Free for All
Art Blakey & The Jazz Messengers
ジャズは決して「お洒落なラウンジBGM」ではない。
このアルバムのタイトルトラックを聴けば、そのことが一瞬でわかります。
そのへんのやわなハードロックなんかよりも遥かに激しく熱く、そしてカッコいい音楽がここにあります。
それにしてもタイトルトラック「Free for All」で聴けるアート・ブレイキーの激しすぎるドラミングはいったん何なんだろう。もしかしたら何かに対して、彼は激しく怒っていたのかもしれない。
感情の赴くまま、怒りをドラムキットに叩きつけるような演奏には圧倒されるし、ちょっとうるさすぎるんじゃないかという気もするけれど、たぶんこのうるさすぎるドラムじゃないと、Free for All のマジックは成立しないんだろうなあ。
今の時代に聴いても全く古さを感じさせない、シダー・ウォルトンのピアノイントロ。
この物悲しくも先進的なイントロで「Free for All」の運命は決まった。
そこからはじまる3管編成の怒涛の演奏。ウェイン・ショーターが吹く怪しい響きのサックスを聴くたび、ぼくの血は騒ぎ、いてもたってもいられなくなります。
自分たちがいま演奏している音楽のあまりのカッコ良さに、ドラムのアート・ブレイキーは感極まり、曲中に何度も「フウーーーッ」「イヤアーーーッ」と雄叫びをあげます。ぼくも心の中で「うおおおー」と叫びます。心の中でね。
シダー・ウォルトンのイントロのピアノ、はじめて聴いた時は驚いたなあ。

═══

§ 記述課題 1
下のデータ行のうち、「Target: blurred green foliage background」を含む行から末尾の行までを、一字一句変えずに引用してください。

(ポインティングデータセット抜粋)

═══

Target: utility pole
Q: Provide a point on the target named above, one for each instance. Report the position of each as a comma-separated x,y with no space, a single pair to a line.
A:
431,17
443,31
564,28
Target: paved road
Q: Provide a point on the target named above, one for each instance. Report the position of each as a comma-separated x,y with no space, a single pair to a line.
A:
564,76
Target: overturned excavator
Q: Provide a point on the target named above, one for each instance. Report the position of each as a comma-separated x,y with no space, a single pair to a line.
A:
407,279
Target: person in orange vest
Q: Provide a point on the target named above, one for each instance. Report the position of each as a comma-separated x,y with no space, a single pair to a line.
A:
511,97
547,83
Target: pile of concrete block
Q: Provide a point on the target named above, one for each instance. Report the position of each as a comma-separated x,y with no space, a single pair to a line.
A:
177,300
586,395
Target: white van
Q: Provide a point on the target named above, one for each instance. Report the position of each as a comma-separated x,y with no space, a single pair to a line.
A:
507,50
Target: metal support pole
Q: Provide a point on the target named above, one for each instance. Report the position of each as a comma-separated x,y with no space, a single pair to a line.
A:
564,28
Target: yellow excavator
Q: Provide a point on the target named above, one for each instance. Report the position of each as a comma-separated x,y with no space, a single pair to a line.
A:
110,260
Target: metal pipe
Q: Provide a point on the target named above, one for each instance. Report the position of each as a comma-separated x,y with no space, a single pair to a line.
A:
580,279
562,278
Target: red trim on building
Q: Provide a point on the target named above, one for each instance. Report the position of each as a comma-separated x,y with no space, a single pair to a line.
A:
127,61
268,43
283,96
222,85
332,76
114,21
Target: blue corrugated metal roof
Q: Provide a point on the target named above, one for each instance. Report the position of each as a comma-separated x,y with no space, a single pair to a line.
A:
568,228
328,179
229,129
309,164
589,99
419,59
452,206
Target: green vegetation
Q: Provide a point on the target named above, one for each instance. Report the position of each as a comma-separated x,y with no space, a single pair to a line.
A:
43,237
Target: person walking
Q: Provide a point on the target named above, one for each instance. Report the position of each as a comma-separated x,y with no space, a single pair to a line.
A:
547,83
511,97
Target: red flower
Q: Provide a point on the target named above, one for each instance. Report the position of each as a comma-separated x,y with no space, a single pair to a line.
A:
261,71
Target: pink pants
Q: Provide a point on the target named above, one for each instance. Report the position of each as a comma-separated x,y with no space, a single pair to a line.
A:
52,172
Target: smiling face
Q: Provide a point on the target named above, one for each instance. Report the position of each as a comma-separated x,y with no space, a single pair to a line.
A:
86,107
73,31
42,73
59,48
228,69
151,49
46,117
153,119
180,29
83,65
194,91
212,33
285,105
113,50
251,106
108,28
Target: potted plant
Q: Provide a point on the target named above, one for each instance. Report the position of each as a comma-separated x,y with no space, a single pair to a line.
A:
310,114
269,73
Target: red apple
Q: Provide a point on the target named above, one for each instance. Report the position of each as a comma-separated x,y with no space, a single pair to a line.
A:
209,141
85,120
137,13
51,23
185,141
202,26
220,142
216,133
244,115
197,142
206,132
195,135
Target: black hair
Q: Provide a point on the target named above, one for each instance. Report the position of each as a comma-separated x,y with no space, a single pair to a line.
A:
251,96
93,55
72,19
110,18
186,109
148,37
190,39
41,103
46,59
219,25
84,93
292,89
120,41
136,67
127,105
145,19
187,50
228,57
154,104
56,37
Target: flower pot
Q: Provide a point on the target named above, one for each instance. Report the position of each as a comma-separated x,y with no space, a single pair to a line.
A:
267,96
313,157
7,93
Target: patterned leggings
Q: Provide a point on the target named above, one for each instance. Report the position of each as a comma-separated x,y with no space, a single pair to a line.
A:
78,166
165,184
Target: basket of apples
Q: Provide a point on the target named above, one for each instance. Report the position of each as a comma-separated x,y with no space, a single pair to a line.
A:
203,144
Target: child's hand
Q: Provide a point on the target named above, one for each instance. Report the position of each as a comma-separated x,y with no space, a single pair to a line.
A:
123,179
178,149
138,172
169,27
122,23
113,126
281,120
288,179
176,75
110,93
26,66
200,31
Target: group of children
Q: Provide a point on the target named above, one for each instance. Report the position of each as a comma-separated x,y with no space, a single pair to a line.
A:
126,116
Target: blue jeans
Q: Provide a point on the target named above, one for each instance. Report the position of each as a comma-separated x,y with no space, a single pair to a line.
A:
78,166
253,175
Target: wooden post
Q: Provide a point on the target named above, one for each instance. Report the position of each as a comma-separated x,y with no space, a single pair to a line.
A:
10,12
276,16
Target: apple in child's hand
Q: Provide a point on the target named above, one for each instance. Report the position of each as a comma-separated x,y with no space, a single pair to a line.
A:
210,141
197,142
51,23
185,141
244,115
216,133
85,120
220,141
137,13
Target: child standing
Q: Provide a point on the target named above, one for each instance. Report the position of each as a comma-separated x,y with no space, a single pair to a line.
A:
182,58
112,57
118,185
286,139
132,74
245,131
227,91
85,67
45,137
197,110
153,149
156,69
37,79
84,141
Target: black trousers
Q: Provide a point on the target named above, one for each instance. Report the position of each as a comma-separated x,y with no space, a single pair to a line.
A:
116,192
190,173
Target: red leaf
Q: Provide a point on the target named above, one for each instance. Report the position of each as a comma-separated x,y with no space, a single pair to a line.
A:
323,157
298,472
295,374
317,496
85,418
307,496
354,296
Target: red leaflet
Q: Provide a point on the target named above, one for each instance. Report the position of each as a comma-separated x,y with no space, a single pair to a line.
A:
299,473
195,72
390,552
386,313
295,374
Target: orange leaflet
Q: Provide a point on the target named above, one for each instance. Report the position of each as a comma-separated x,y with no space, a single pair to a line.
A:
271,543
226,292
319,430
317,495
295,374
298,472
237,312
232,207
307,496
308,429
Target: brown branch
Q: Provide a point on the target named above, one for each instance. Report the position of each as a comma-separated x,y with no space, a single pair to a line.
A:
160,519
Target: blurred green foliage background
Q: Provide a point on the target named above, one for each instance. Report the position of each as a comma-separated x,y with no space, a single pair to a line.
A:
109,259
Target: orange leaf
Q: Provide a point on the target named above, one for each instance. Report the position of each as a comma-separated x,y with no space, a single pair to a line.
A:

═══

§ 記述課題 2
本文によると、アート・ブレイキーが曲中に何度も雄叫びをあげるのはなぜですか。

§ 課題の出力 1
Target: blurred green foliage background
Q: Provide a point on the target named above, one for each instance. Report the position of each as a comma-separated x,y with no space, a single pair to a line.
A:
109,259
Target: orange leaf
Q: Provide a point on the target named above, one for each instance. Report the position of each as a comma-separated x,y with no space, a single pair to a line.
A:

§ 課題の出力 2
自分たちがいま演奏している音楽があまりにカッコ良く、感極まったからです。